-- MATERIAL FOR THIS EXERCISE follows --

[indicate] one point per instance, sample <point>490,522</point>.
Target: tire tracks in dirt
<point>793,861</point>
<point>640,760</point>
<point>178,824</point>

-- MATERIAL FOR THIS EXERCISE concluded --

WHAT IS REQUIRED: Nothing but an exact reproduction of the entries is wanted.

REPLY:
[indicate] one point per instance, sample <point>490,522</point>.
Target: tire tracks in dirt
<point>793,861</point>
<point>640,760</point>
<point>178,824</point>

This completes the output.